A run of items

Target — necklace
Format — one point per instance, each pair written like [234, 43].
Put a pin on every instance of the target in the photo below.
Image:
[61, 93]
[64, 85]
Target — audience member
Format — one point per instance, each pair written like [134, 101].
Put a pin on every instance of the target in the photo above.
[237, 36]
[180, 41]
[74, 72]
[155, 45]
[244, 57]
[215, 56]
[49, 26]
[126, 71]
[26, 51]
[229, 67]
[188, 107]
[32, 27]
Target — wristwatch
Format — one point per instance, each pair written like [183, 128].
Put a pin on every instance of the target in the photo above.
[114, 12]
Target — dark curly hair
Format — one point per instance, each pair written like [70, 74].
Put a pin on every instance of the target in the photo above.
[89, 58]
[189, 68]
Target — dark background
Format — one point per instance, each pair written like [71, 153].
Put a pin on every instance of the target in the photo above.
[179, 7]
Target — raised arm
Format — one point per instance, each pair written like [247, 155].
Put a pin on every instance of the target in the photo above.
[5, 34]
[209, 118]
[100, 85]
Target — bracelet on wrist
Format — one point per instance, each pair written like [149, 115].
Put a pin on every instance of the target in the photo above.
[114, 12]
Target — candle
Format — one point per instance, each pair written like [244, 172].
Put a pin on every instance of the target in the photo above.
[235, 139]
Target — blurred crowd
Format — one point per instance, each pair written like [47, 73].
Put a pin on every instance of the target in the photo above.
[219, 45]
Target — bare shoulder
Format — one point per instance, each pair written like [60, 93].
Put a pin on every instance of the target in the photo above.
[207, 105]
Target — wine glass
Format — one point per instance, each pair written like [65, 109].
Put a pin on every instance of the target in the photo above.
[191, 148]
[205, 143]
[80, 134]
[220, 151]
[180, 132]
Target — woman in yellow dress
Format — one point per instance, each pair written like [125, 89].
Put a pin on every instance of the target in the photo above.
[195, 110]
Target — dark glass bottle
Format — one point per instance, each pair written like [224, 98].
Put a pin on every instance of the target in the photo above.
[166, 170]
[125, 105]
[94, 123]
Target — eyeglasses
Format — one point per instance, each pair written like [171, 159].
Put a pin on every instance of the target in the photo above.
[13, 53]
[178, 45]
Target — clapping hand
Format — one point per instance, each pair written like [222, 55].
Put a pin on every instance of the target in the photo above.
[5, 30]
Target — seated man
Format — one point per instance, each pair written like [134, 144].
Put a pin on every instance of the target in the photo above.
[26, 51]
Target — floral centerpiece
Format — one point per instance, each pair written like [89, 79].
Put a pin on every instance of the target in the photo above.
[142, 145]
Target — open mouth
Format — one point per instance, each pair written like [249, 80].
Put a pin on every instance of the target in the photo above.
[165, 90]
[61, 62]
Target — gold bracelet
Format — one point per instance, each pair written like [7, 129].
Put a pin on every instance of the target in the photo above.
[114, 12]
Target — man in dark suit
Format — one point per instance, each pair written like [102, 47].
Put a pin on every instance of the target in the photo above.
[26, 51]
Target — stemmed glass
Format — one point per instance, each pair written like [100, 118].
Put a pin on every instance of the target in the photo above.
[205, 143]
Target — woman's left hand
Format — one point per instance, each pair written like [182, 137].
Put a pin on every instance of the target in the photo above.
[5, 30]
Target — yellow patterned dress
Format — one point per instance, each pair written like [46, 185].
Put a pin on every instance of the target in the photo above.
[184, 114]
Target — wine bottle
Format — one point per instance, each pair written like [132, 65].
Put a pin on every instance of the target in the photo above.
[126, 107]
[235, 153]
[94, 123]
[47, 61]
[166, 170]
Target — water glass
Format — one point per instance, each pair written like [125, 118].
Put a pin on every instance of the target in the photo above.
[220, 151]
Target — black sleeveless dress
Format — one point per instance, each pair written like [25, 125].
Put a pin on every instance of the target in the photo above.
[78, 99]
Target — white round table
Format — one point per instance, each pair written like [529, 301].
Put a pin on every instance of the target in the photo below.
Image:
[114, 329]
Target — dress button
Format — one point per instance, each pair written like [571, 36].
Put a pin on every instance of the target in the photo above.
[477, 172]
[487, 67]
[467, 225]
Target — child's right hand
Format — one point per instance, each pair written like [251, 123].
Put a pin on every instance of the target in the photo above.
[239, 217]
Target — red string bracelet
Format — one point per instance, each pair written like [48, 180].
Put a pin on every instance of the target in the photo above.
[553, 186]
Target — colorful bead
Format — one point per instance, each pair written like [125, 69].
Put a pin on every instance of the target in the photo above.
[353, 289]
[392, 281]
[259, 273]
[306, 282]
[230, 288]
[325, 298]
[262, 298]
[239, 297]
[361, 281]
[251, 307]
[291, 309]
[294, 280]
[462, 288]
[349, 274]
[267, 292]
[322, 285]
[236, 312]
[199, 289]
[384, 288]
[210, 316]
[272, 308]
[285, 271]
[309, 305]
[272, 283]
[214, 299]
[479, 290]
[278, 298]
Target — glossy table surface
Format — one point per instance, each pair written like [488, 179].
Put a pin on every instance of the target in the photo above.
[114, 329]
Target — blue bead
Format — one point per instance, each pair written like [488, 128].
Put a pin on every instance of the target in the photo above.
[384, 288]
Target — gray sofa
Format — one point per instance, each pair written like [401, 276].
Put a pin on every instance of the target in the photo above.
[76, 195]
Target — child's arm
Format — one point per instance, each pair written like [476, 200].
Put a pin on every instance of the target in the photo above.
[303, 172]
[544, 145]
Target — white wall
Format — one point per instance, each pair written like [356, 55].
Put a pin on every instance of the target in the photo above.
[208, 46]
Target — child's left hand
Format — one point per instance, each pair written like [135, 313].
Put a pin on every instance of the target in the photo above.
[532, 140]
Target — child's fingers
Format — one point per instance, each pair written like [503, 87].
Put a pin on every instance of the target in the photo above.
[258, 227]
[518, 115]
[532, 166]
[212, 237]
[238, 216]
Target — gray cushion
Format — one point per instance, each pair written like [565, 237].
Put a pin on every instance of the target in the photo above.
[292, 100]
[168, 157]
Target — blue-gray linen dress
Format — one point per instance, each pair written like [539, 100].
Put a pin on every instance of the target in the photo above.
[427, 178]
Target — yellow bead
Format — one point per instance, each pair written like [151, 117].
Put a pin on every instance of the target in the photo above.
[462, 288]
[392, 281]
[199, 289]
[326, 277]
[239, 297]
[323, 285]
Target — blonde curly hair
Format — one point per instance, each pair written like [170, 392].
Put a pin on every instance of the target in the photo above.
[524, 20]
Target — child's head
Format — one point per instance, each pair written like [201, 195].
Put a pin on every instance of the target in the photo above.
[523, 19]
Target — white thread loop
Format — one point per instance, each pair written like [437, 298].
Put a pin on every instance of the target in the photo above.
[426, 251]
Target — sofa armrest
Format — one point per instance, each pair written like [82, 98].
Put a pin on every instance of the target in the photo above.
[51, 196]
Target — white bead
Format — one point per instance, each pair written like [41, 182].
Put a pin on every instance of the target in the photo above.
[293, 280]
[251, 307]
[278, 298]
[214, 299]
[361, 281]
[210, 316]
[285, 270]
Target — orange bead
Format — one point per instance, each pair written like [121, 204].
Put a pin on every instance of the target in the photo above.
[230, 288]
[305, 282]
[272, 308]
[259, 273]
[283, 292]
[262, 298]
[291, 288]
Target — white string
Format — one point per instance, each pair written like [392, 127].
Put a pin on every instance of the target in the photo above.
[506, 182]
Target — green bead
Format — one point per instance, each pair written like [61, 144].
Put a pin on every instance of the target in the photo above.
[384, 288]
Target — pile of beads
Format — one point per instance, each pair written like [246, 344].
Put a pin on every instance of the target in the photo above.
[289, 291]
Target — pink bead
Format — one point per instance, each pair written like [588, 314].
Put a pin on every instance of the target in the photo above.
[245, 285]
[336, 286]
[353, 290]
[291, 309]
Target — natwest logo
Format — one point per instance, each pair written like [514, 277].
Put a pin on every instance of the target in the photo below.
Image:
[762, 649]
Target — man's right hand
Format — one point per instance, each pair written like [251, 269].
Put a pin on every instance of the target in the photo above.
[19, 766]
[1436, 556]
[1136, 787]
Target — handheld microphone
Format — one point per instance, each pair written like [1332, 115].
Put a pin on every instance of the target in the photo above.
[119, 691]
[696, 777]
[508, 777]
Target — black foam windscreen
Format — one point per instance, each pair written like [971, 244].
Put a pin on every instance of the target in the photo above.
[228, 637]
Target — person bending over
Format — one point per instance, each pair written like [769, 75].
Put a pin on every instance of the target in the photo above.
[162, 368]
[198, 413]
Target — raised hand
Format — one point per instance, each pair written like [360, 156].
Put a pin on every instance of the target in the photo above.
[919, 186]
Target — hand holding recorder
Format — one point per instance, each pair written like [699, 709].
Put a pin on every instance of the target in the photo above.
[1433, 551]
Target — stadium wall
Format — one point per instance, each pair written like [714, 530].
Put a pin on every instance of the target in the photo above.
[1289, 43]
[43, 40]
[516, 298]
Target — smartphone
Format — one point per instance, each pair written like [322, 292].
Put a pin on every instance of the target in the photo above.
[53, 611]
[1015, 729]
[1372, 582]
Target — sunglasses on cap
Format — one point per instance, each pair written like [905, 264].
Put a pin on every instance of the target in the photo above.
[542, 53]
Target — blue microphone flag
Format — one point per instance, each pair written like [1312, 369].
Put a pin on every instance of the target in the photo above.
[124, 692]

§ **What you will do**: Please format the lines above as a numbered list, from the line containing "Target — sunglasses on cap" through the last line of the items, skipping any blank lines.

§ **Answer to the problem**:
1. Target — sunglasses on cap
2. Format — one point per instance, each pair written like [905, 264].
3. Put a pin on every instance of the target in the photo above.
4. [542, 53]
5. Target — blue microphone flag
6. Format — one point per instance, each pair written like [1312, 369].
7. Put a pin on every instance of the target in the photo above.
8. [124, 692]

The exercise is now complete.